Would you give the records below again, exactly and completely?
---
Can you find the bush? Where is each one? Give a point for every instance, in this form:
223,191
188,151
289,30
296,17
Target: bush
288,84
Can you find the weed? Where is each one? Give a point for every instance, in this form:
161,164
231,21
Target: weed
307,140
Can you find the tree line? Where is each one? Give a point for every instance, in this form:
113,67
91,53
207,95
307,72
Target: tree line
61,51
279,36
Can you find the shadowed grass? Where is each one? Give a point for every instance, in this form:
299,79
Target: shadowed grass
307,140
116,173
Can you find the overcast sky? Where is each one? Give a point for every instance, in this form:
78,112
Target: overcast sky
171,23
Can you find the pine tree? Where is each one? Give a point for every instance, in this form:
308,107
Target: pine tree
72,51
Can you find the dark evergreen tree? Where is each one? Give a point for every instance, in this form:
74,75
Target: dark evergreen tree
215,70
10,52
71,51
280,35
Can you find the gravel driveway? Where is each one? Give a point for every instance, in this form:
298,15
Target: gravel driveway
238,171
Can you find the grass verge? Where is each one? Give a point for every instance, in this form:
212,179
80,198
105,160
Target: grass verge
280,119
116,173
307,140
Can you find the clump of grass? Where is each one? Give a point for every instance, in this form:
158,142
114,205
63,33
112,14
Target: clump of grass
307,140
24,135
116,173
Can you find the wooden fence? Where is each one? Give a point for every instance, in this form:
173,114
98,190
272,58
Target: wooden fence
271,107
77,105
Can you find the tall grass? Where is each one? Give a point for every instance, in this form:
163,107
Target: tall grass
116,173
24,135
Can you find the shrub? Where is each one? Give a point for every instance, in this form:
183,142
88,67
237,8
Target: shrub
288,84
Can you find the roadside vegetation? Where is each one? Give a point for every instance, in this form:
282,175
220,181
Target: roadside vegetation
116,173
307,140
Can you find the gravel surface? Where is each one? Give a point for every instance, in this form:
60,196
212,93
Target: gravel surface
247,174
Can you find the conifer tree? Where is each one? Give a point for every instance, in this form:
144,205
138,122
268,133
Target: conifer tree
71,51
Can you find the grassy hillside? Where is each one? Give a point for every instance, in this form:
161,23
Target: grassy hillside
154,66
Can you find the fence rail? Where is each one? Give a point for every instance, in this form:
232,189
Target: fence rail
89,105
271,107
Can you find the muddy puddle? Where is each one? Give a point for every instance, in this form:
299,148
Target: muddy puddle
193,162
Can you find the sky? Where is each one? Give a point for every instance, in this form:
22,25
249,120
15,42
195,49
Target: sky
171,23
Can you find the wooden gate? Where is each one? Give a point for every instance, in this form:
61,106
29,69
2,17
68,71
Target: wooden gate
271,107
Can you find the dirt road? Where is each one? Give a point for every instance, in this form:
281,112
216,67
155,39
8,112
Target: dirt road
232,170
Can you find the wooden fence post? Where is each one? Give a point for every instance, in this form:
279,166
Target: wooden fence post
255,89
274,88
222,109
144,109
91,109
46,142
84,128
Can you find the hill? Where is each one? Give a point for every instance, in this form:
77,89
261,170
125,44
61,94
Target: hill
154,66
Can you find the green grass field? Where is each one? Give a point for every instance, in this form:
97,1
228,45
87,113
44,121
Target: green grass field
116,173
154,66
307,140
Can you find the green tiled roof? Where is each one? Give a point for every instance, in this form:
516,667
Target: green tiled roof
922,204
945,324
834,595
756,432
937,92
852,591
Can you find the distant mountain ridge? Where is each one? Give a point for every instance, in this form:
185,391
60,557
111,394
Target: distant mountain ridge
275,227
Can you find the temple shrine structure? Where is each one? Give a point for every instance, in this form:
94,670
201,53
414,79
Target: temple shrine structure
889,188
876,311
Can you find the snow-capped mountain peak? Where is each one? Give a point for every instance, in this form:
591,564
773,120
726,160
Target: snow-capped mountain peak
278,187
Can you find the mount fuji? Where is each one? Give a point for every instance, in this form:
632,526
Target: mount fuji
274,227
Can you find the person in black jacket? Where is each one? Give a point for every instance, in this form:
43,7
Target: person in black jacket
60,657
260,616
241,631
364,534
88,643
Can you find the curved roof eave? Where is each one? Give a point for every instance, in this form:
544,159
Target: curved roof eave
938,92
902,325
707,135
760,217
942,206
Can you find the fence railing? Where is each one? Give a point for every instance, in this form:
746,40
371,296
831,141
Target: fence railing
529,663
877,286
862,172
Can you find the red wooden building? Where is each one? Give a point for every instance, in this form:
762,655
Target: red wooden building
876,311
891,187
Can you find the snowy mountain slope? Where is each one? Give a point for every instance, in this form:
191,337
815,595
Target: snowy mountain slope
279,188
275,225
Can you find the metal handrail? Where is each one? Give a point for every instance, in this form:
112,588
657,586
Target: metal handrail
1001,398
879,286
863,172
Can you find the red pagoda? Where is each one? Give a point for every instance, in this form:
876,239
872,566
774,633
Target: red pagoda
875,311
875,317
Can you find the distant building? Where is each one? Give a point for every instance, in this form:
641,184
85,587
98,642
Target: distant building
---
RESULT:
Can you find the bush? Where is each one? Give a point for every instance, in this form:
223,191
188,151
289,30
296,17
Target: bush
288,84
Can you find the weed? Where is each one? Give a point for every instance, in this form:
161,164
231,21
Target: weed
307,140
Can you find the tree line? Where is each one? Give a point for every instance, in this form:
113,67
91,53
207,95
307,72
Target: tree line
61,51
279,36
Can you find the shadowed grass? Where is each one? Give a point for every instance, in this form:
299,79
Target: shadowed grass
307,140
116,173
Can you find the overcast sky? Where is each one? Give a point for every instance, in this form:
78,112
Target: overcast sky
171,23
Can you find the pine tree? Where is each one? Give a point for every instance, in this form:
308,107
Target: pine tree
72,51
Can you find the dark evergreen tree? Where is each one? Give a point for every instance, in this form:
74,75
Target: dark evergreen tree
215,70
10,52
71,51
280,35
Can you find the gravel driveway? Where is each one? Give a point for every instance, in this form:
298,15
Target: gravel driveway
238,171
Can you find the grass verge? Where is each one? Give a point for every instance, in this form:
212,179
80,198
105,160
Target: grass verge
280,119
116,173
307,140
Can you find the clump of grass? Where is each one? Give a point for every instance, in this form:
158,142
114,205
63,33
112,14
Target: clump of grass
307,140
24,135
116,173
Can you find the wooden fence? Where is each one? Give a point for every instance, in this form:
173,114
98,190
272,58
Target: wooden fence
271,107
77,105
Can you find the tall grass? Where is each one? Give a point for every instance, in this form:
163,107
Target: tall grass
116,173
24,135
Can you find the shrub? Where is each one? Give a point for every instance, in this form:
183,142
88,67
237,8
Target: shrub
288,84
Can you find the roadside vegetation? Where is each one? Give a point for every instance, in this form:
282,175
220,181
Target: roadside vegetation
116,173
307,140
Can you find the gravel surface? Where is each one? Give a point for every instance, in this form:
60,196
212,93
Target: gravel surface
247,174
Can you find the conifer tree? Where is each one? Give a point for every instance, in this form:
144,205
138,122
268,133
Target: conifer tree
71,51
Can you find the grassy hillside? Where is each one? Give a point for every instance, in this form:
161,23
Target: grassy hillside
154,66
Can you find the fence rail? Where is each one? Give a point for every instance, in this form:
232,189
Target: fence rail
89,105
271,107
Can you find the muddy puddle? Where is each one? Give a point for every instance, in this form:
299,148
Target: muddy puddle
193,162
Can you find the sky? Where is each one? Give a point for every instance, in this form:
22,25
249,120
15,42
195,49
Target: sky
171,23
Can you find the wooden gate? Where is each one? Give a point for every instance, in this form:
61,106
29,69
2,17
68,71
Target: wooden gate
271,107
Can you find the dirt road? Where is each one? Give a point for every instance, in this form:
281,112
216,67
155,39
8,112
Target: dirt road
232,170
Can you find the wooden fence post? Where is each one? Give a point for every instance, in this form:
279,166
Target: wooden fence post
255,89
274,88
222,109
144,109
91,109
46,142
84,128
Can you find the hill? Where is each one? Give a point for every instance, in this form:
77,89
261,170
125,44
61,94
Target: hill
154,66
Can you find the green grass field? Where is each one? Give a point for every instance, in this form:
97,1
228,45
87,113
44,121
Target: green grass field
116,173
154,66
307,140
Can you find the green tiled roof? Where is each one? Give a point for every instance, in this form:
516,667
Target: green tiled roof
922,204
945,324
834,595
756,432
937,92
852,591
Can you find the distant mountain ridge? Where is each one? Give a point for every instance, in this form:
185,391
60,557
111,394
Target: distant mountain ridge
275,227
Can you find the temple shrine structure? Where is each one? Give a point for every instance, in this form:
94,670
201,53
414,79
Target: temple shrine structure
889,188
876,311
Can you find the snow-capped mountain peak? Where is each one? Give a point for every instance, in this form:
591,564
773,120
726,160
Target: snow-capped mountain peak
278,187
Can you find the mount fuji? Where is each one? Give a point for every instance, in this form:
632,526
Target: mount fuji
274,227
Can you find the person in black jacket? Where is each one? Give a point for every instance, in this form:
43,7
Target: person in black jacket
60,657
260,616
241,631
364,534
88,643
Can you find the curved roof eave? Where is each one? Give a point for every instance, in this form:
544,159
Target: curved roof eave
938,92
902,325
707,135
760,217
942,206
Can you find the fence railing? Where is each one? Give a point for every instance, in this form:
746,40
371,296
831,141
Target: fence railing
529,663
877,286
862,172
Can you find the red wooden building? Where is each one? Give a point for every instance, in this form:
762,655
Target: red wooden building
876,311
891,187
Can you find the snowy mountain slope? Where is each one? Give a point for every instance, in this form:
191,337
815,595
Target: snowy mountain slope
279,188
275,225
Can you find the metal handrail? Where is each one? Give a point for every instance, in this form:
112,588
657,586
Target: metal handrail
1001,398
879,286
863,172
Can you find the red pagoda? Where is each one? Give a point for every instance, in this form:
876,239
872,566
774,633
Target: red pagoda
875,311
875,317
Can you find the distant building? Where is each one? Give a point for every instance, in this form:
641,184
85,587
98,642
Target: distant building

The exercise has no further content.